§ PASSAGE:
At Council’s July 18 meeting, Council member Judith Hempfling urged Council to postpone the vote on moving ahead with the infrastructure project so that citizens could have time to discuss it, especially given the controversial nature of the CBE.
“It’s always better to have those discussions up front,” she said.
However, other Council members said that villagers could have come to the July 18 meeting to discuss the project if they were interested, and that there is also plenty of time for discussion in the months ahead.
Marianne MacQueen emphasized the need for adequate discussion before moving ahead with marketing the project.
Rick Donahoe, who did attend the meeting to discuss the CBE property, urged Council to not move ahead.
“Accepting the grant is taking us in a direction we don’t want to go,” Donahoe said. “The results of the referendum said convincingly that villagers don’t want to fund the infrastructure or to develop the land.”
Part of the motivation for moving ahead is that Community Resources would like to see the property developed in a timely fashion, Wintrow said.
In an interview on Tuesday, Wintrow emphasized that there is no land available for commercial development for new or expanding businesses in the village, and that if Council decides to move ahead with the CBE property, “it gives the Village the opportunity to design a project that fits Village needs and values.”
Council will vote on a resolution to accept ownership of the CBE property, along with accepting the ACOE grant and approval of the limited infrastructure project, at its Aug. 15 meeting. Council’s regularly scheduled Aug. 1 meeting is canceled.
In other Council business:
• Council unanimously approved the second and final reading of an ordinance that will allow Morris Bean to have a single tap-in to the Village sanitary sewer system for the company’s sanitary waste. The action is the culmination of more than two decades of discussions between the Village and Morris Bean, which lies just outside Village limits and is close to the Village wellfield. Council members supported the move due to concerns about the potential for contamination to local water from the company, which has been cited by the Ohio EPA for its faulty sanitary sewer system. Even if the company constructed a new system, the risk would remain, according to Hempfling.

§ RECORDED INFORMATION:
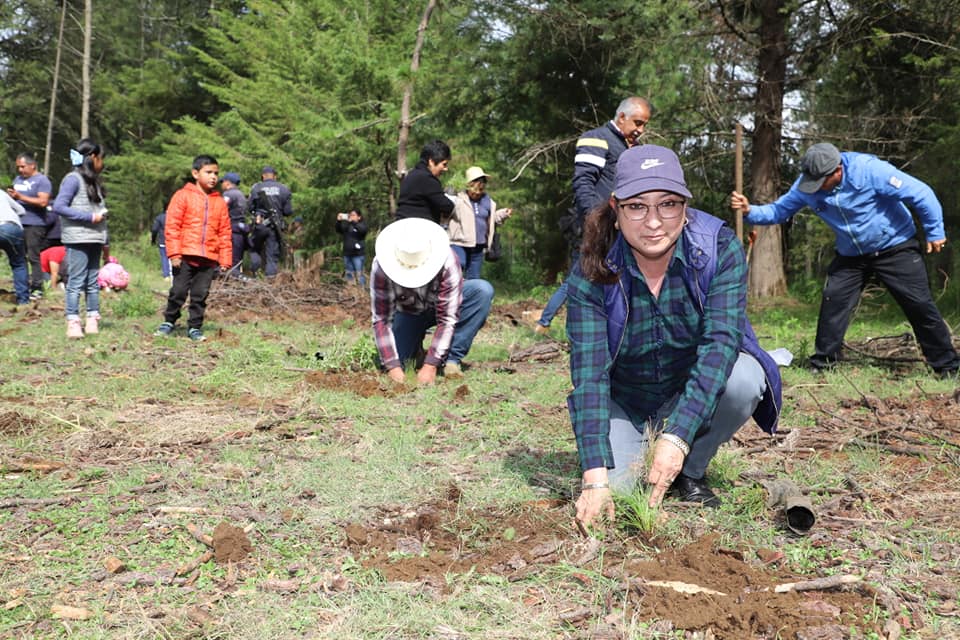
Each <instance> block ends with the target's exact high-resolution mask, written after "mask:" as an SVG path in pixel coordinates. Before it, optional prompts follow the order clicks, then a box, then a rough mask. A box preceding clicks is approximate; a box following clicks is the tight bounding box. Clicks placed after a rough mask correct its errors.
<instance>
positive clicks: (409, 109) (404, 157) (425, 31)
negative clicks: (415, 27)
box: [397, 0, 437, 180]
mask: <svg viewBox="0 0 960 640" xmlns="http://www.w3.org/2000/svg"><path fill="white" fill-rule="evenodd" d="M436 6H437V0H427V8H426V9H424V11H423V17H422V18H420V26H419V27H418V28H417V43H416V45H414V47H413V59H412V60H411V61H410V79H409V81H408V82H407V86H406V87H405V88H404V90H403V102H402V103H401V105H400V136H399V138H398V139H397V177H398V178H399V179H401V180H403V177H404V176H405V175H407V140H408V139H409V137H410V124H411V123H410V102H411V100H412V99H413V82H414V78H415V77H416V75H417V70H418V69H420V51H421V50H422V49H423V41H424V38H425V37H426V33H427V25H428V24H429V23H430V15H431V14H432V13H433V10H434V9H435V8H436Z"/></svg>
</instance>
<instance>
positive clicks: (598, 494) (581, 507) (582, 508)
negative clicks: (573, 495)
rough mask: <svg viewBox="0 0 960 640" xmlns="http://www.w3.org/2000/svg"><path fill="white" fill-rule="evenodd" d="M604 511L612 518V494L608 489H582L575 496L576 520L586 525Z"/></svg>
mask: <svg viewBox="0 0 960 640" xmlns="http://www.w3.org/2000/svg"><path fill="white" fill-rule="evenodd" d="M602 513H605V514H606V516H607V517H608V518H609V519H610V520H611V521H612V520H613V515H614V511H613V494H612V493H610V489H609V488H607V489H584V490H583V491H581V492H580V497H579V498H577V521H578V522H579V523H580V524H582V525H583V526H585V527H586V526H588V525H589V524H590V523H591V522H593V519H594V518H596V517H597V516H598V515H600V514H602Z"/></svg>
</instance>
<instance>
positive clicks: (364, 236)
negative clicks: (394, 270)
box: [337, 209, 367, 287]
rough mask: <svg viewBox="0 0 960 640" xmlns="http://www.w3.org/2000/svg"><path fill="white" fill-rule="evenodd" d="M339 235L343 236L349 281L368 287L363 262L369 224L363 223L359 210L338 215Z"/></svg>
mask: <svg viewBox="0 0 960 640" xmlns="http://www.w3.org/2000/svg"><path fill="white" fill-rule="evenodd" d="M337 233H339V234H340V235H342V236H343V267H344V272H345V274H346V277H347V280H349V281H351V282H356V283H357V284H359V285H360V286H361V287H363V286H366V284H367V279H366V278H365V277H364V275H363V262H364V258H365V257H366V253H367V251H366V237H367V223H366V222H364V221H363V214H362V213H360V211H359V210H357V209H353V210H351V211H350V213H338V214H337Z"/></svg>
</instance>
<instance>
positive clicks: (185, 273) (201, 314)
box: [163, 262, 217, 329]
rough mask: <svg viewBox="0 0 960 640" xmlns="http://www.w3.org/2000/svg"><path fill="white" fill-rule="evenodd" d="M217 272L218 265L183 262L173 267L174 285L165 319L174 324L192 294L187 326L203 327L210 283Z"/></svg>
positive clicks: (171, 288) (169, 295)
mask: <svg viewBox="0 0 960 640" xmlns="http://www.w3.org/2000/svg"><path fill="white" fill-rule="evenodd" d="M216 274H217V267H216V266H213V265H211V266H202V267H196V266H194V265H192V264H188V263H187V262H181V263H180V266H179V267H174V269H173V285H171V287H170V295H169V296H168V297H167V310H166V311H164V312H163V319H164V320H165V321H167V322H169V323H170V324H174V323H175V322H176V321H177V320H178V319H179V318H180V309H182V308H183V303H184V302H186V301H187V294H190V307H189V316H188V317H187V327H189V328H190V329H200V328H201V327H203V314H204V312H205V311H206V310H207V294H208V293H210V283H211V282H213V276H215V275H216Z"/></svg>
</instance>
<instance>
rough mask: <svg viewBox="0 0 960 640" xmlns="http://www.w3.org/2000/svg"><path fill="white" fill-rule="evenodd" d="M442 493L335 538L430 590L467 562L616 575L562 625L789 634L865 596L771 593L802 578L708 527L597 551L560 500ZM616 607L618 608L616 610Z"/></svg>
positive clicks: (371, 567) (717, 631)
mask: <svg viewBox="0 0 960 640" xmlns="http://www.w3.org/2000/svg"><path fill="white" fill-rule="evenodd" d="M450 493H451V494H452V496H448V497H452V499H449V500H446V501H444V500H441V501H436V502H432V503H427V504H423V505H419V506H415V507H409V508H404V507H394V508H391V509H384V510H383V511H382V512H381V513H380V514H379V515H378V517H377V519H376V520H375V521H370V522H363V523H360V522H353V523H349V524H347V525H345V526H344V534H345V544H346V547H347V548H348V550H350V551H351V552H352V553H353V554H354V555H355V556H356V557H358V558H359V559H360V561H361V562H362V564H363V565H364V566H365V567H367V568H370V569H376V570H377V571H379V572H380V573H381V574H382V575H383V576H384V577H385V578H386V579H387V580H390V581H397V582H415V583H422V584H426V585H429V586H431V587H432V588H434V589H437V590H440V591H444V590H446V589H447V588H448V586H447V585H448V581H447V580H446V576H448V575H449V574H451V573H467V572H471V571H474V572H477V573H480V574H492V575H499V576H503V577H505V578H507V579H508V580H510V581H515V580H519V579H522V578H525V577H529V576H531V575H533V574H537V573H541V572H544V571H547V570H555V569H556V568H557V566H558V565H563V564H566V565H571V564H572V565H580V566H583V567H584V568H585V569H590V570H593V571H597V570H603V573H604V575H605V576H606V577H607V578H612V579H615V580H617V581H618V582H620V583H621V585H622V586H621V589H620V592H621V596H622V597H617V598H613V599H612V600H611V601H609V602H607V603H605V605H604V608H603V610H594V609H588V610H585V611H582V612H581V613H582V615H581V616H572V617H567V618H565V621H566V622H567V623H570V624H573V625H574V626H577V625H578V624H580V623H582V624H588V621H589V619H593V618H595V617H596V616H598V615H599V616H601V617H603V616H608V615H609V617H610V619H619V618H625V619H630V618H631V617H633V616H637V617H638V618H639V619H646V620H653V619H657V620H661V621H669V622H670V623H671V624H672V627H673V628H676V629H684V630H688V631H704V632H705V631H708V630H709V631H710V632H711V633H713V637H715V638H718V639H719V638H728V639H737V640H740V639H743V638H797V637H800V636H798V634H800V633H802V632H803V631H804V630H807V631H810V632H812V630H813V629H815V628H818V627H822V626H824V625H844V624H848V623H851V622H858V623H859V621H860V620H861V618H862V616H863V615H864V614H865V613H866V612H867V611H869V610H870V607H871V606H872V604H873V603H872V592H871V591H870V589H869V588H862V589H861V590H849V591H841V590H838V589H821V590H817V591H812V592H809V593H798V592H796V591H788V592H785V593H778V592H776V591H775V588H776V587H777V586H778V585H784V584H790V583H794V582H796V581H797V580H802V578H798V577H797V576H795V575H792V574H790V573H788V572H785V571H783V570H782V569H776V568H774V567H772V566H764V565H763V563H762V562H761V560H760V559H759V558H757V559H752V561H748V559H746V558H744V556H743V554H741V553H739V552H737V551H735V550H730V549H723V548H721V547H719V546H718V545H717V541H716V537H715V536H705V537H703V538H701V539H700V540H698V541H697V542H695V543H693V544H691V545H689V546H686V547H683V548H680V549H669V548H667V549H664V550H662V551H659V552H656V553H654V554H653V556H652V557H649V552H645V546H644V545H643V544H641V543H640V541H639V540H637V539H632V540H631V539H627V540H625V541H612V542H609V543H605V544H604V545H603V546H604V549H603V553H602V554H601V553H599V548H598V547H599V543H597V541H594V540H585V539H583V538H581V537H579V536H578V535H577V534H576V530H575V529H574V527H573V526H572V520H571V517H570V510H569V504H568V503H566V502H559V501H540V502H537V503H532V504H528V505H521V506H514V507H511V508H509V509H497V508H483V509H463V508H462V507H459V506H458V504H457V499H456V493H457V492H456V491H455V490H451V492H450ZM638 554H644V556H643V557H642V558H638V557H637V556H638ZM601 558H602V559H601ZM566 580H570V581H571V582H572V583H578V584H579V585H580V586H584V585H589V583H590V582H591V581H592V578H590V577H589V575H588V573H576V572H573V573H570V574H569V578H566ZM571 604H572V603H571ZM624 606H625V607H626V609H627V611H626V612H625V615H621V614H620V613H619V612H618V611H617V610H618V609H619V608H620V607H624ZM572 608H573V609H575V607H572ZM618 637H619V636H618ZM811 637H812V636H811ZM837 637H843V636H837Z"/></svg>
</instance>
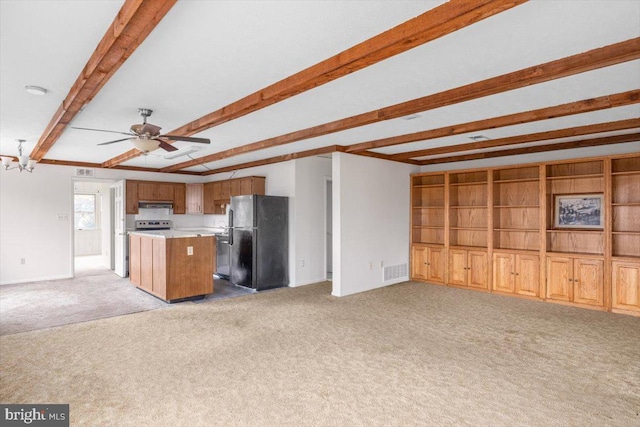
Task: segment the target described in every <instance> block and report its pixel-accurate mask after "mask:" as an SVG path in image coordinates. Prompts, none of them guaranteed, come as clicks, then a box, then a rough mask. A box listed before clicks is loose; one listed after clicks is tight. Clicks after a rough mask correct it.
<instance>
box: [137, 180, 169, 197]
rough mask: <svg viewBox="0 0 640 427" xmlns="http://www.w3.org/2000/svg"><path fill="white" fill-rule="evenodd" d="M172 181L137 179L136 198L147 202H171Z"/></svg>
mask: <svg viewBox="0 0 640 427" xmlns="http://www.w3.org/2000/svg"><path fill="white" fill-rule="evenodd" d="M174 189H175V185H174V184H173V183H165V182H153V181H139V182H138V200H142V201H145V202H147V201H149V202H171V201H173V198H174V194H175V193H174Z"/></svg>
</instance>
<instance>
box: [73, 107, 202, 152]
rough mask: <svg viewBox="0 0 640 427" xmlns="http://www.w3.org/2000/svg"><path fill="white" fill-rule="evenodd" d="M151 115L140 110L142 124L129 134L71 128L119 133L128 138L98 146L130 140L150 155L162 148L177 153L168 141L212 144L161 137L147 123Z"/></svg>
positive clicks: (179, 137) (150, 111)
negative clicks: (126, 136)
mask: <svg viewBox="0 0 640 427" xmlns="http://www.w3.org/2000/svg"><path fill="white" fill-rule="evenodd" d="M151 113H153V110H150V109H148V108H138V114H140V115H141V116H142V123H141V124H136V125H131V128H130V130H129V132H118V131H114V130H104V129H92V128H81V127H74V126H71V127H72V128H73V129H81V130H91V131H96V132H109V133H119V134H122V135H127V137H126V138H122V139H116V140H114V141H107V142H102V143H100V144H98V145H108V144H114V143H116V142H121V141H126V140H127V139H129V140H131V142H132V143H133V145H134V146H135V147H136V148H137V149H138V150H140V151H142V152H143V153H145V154H146V153H149V152H150V151H153V150H156V149H157V148H162V149H164V150H166V151H176V150H177V149H178V148H176V147H174V146H173V145H171V144H169V143H168V142H167V140H172V141H187V142H197V143H200V144H210V143H211V141H210V140H209V139H208V138H194V137H191V136H180V135H160V129H162V128H161V127H158V126H156V125H152V124H151V123H147V117H149V116H150V115H151Z"/></svg>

§ REQUIREMENT 1:
From the Council meeting article above, quote the passage starting at "Council will vote" and ending at "meeting is canceled.".
§ REQUIREMENT 2:
Answer these questions using the Council meeting article:
(a) Which Council member urged Council at the July 18 meeting to postpone the vote on the infrastructure project?
(b) At which meeting will Council vote on the resolution to accept ownership of the CBE property?
(c) Which agency cited Morris Bean for its faulty sanitary sewer system?
§ REQUIREMENT 3:
Carry on the article about the Village Council meeting from the point where it ends.

§ OUTPUT 1:
Council will vote on a resolution to accept ownership of the CBE property, along with accepting the ACOE grant and approval of the limited infrastructure project, at its Aug. 15 meeting. Council’s regularly scheduled Aug. 1 meeting is canceled.

§ OUTPUT 2:
(a) Judith Hempfling
(b) The Aug. 15 meeting
(c) The Ohio EPA

§ OUTPUT 3:
“Common sense says we don’t want a mound sewer system just above our wellhead, even if it’s new,” she said.
However, at recent meetings, some villagers opposed the tap-in because Morris Bean would be allowed to use Village utilities without being annexed into the Village, which is the customary action. If annexed, Morris Bean would pay income tax to the Village. While the company won’t be annexed, it will pay for all expenses associated with the tap-in, along with a higher-than-normal fee for use.
Village Solicitor Chris Conard said the agreement included new lanaguage on how annexation would be triggered should the company be sold to a different entity.
• Council unanimously approved an RFP for a feasibility study for a municipal fiber optic network in the Village. The study should cost about $50,000 to $60,000 and the funds would come from the general fund, according to Bates.
• Council continued an earlier discussion on how best to fund Village commissions and events, with an emphasis on finding a consistent practice. The discussion will continue at Council’s next meeting.